WHAT YOU NEED TO DO:
Rewrite every line of the entries below, requests included, and add 93 to each coordinate value in the answers. Leave the numbers in the requests and in their sample formats unchanged.

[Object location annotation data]
+ + +
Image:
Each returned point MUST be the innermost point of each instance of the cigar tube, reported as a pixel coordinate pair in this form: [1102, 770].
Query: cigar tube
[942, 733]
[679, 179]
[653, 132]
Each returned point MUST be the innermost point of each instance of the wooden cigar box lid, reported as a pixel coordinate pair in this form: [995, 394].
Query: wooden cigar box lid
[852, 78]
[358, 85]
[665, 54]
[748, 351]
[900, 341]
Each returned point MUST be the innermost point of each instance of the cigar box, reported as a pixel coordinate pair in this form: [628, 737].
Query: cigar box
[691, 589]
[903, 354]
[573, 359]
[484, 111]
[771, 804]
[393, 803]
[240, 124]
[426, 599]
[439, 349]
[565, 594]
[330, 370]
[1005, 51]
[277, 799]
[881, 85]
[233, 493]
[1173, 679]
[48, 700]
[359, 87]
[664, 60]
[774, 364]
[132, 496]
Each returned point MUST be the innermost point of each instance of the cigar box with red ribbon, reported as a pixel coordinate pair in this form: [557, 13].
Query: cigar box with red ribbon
+ + +
REPLY:
Image:
Each returned point MUST be the innermost point of each instance of the cigar tube, reported as a pixel coordinate pair in this form: [1102, 770].
Query: cigar tube
[1035, 826]
[772, 272]
[746, 225]
Each returned point MUST be the innermost point of each instance of the wooden cigar box lid, reported as a pixel coordinate pair in this form: [995, 394].
Query: wooden cigar box lid
[945, 171]
[451, 178]
[758, 147]
[841, 444]
[993, 434]
Each returned point MUST be the innermost point of each instance of the cigar box, reported as a pixel coordinate pair in this form: [628, 737].
Query: cigar box
[784, 682]
[996, 447]
[666, 452]
[577, 204]
[864, 897]
[486, 896]
[333, 217]
[519, 692]
[532, 442]
[658, 687]
[423, 463]
[1098, 144]
[370, 892]
[974, 178]
[326, 586]
[1266, 772]
[141, 793]
[452, 180]
[757, 153]
[867, 457]
[225, 589]
Each returned point MUST be the innermost point of each instance of the cigar box with red ribbon, reported as a pixel coordinate pair in this form: [557, 13].
Query: cigar box with red ribbon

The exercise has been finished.